▸ **Your objective**:
Find the line that contains "A single marker falls on each instance of the green" and print it and every line after it, exactly, please.

[Begin Data for this exercise]

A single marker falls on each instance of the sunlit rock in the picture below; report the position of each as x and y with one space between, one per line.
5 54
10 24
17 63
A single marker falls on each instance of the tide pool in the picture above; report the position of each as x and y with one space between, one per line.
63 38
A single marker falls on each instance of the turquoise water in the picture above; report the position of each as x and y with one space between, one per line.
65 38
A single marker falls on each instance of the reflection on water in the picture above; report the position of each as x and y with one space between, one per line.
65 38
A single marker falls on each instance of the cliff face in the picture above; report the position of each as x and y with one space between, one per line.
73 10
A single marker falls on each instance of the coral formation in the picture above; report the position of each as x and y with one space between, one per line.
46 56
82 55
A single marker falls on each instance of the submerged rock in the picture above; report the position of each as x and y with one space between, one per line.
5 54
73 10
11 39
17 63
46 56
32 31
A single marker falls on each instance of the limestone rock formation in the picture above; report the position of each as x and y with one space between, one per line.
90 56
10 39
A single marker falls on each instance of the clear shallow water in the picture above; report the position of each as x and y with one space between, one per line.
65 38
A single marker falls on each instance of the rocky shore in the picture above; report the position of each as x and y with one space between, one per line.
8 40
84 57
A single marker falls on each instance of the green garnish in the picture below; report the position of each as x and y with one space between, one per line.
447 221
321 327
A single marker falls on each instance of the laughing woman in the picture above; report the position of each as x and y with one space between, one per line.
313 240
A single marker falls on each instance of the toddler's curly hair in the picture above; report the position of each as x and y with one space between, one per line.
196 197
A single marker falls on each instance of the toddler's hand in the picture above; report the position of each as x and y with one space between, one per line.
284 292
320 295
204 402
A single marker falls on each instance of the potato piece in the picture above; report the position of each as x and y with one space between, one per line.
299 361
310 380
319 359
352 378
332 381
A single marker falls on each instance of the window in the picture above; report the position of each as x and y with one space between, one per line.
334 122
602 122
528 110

[End Data for this exercise]

▸ **Response to the exercise**:
A single marker falls on each instance of the green garnish in the picture below; report the position of each as x and y with one space between, one per line.
447 221
321 327
A single marker falls on each instance of the laughing woman in the picture above; report the position of each as x and y with one space between, one per line.
313 240
A single marker falls on each instance of the toddler's curly hair in the picture above; report the position of each as x and y with one space between, one per line.
196 197
A single marker falls on each instance of the toddler's hand in the picture above; report the position of each as x and y with one space between, one per line.
284 292
320 295
204 402
A single marker falls on each instance of the potato piece in the picture above; report the position of each as x and y with one space between, one per line.
299 361
310 380
319 359
352 378
332 381
A single marker falls on each instance of the window in the picture above; report the position of each as x and y with one space between, one per line.
334 122
602 122
528 110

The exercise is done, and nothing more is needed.